■ **WORK TO BE COMPLETED**
From the first line to the last, copy the data exactly.

Collected data entries:
━━━━━━━━

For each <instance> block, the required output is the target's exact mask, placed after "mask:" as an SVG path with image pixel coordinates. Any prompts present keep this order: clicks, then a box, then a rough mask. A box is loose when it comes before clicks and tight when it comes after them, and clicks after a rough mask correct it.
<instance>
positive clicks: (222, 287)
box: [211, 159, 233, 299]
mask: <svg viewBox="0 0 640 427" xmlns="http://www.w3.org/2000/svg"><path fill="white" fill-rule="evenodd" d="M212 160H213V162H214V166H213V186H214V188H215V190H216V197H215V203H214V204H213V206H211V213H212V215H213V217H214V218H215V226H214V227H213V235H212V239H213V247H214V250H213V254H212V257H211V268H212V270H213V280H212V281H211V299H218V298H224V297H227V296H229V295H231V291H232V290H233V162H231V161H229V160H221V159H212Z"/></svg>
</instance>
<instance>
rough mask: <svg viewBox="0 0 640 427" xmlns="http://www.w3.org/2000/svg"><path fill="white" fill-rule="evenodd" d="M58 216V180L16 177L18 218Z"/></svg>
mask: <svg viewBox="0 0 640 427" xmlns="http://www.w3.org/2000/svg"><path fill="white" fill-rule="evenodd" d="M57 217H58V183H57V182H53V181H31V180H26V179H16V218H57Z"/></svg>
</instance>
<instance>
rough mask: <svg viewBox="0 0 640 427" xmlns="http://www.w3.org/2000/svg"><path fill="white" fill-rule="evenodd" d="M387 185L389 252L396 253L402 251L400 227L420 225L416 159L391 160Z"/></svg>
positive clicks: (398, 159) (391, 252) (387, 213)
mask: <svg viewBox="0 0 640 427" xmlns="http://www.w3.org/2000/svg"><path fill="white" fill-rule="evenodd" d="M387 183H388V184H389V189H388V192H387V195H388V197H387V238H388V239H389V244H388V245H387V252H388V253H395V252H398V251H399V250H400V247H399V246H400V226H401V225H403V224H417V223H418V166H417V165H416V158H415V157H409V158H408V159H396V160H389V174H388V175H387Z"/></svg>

━━━━━━━━

■ **RESPONSE FOR THIS EXERCISE**
For each <instance> block, the required output is the target's exact mask, placed after "mask:" as an SVG path with image pixel coordinates. Any prompts present keep this order: clicks, then a box, then a rough mask. A box is loose when it comes before clicks and tight when it comes after them, and clicks after a rough mask correct it.
<instance>
positive clicks: (222, 287)
box: [211, 159, 233, 299]
mask: <svg viewBox="0 0 640 427" xmlns="http://www.w3.org/2000/svg"><path fill="white" fill-rule="evenodd" d="M212 160H213V162H214V166H213V186H214V188H215V190H216V197H215V203H214V204H213V206H211V213H212V215H213V217H214V218H215V226H214V227H213V235H212V239H213V247H214V250H213V254H212V257H211V268H212V270H213V280H212V281H211V299H218V298H224V297H227V296H229V295H231V291H232V290H233V162H231V161H229V160H221V159H212Z"/></svg>
</instance>
<instance>
rough mask: <svg viewBox="0 0 640 427" xmlns="http://www.w3.org/2000/svg"><path fill="white" fill-rule="evenodd" d="M58 216V180L16 177L18 218Z"/></svg>
mask: <svg viewBox="0 0 640 427" xmlns="http://www.w3.org/2000/svg"><path fill="white" fill-rule="evenodd" d="M57 217H58V183H57V182H53V181H31V180H26V179H16V218H57Z"/></svg>
</instance>
<instance>
rough mask: <svg viewBox="0 0 640 427" xmlns="http://www.w3.org/2000/svg"><path fill="white" fill-rule="evenodd" d="M387 185L389 252L396 253L402 251L400 227L420 225L416 159L391 160Z"/></svg>
positive clicks: (398, 159) (391, 252) (387, 213)
mask: <svg viewBox="0 0 640 427" xmlns="http://www.w3.org/2000/svg"><path fill="white" fill-rule="evenodd" d="M387 183H388V184H389V189H388V192H387V195H388V197H387V238H388V239H389V244H388V245H387V252H388V253H395V252H398V251H399V250H400V247H399V246H400V226H401V225H403V224H417V223H418V166H417V165H416V158H415V157H409V158H408V159H396V160H389V174H388V175H387Z"/></svg>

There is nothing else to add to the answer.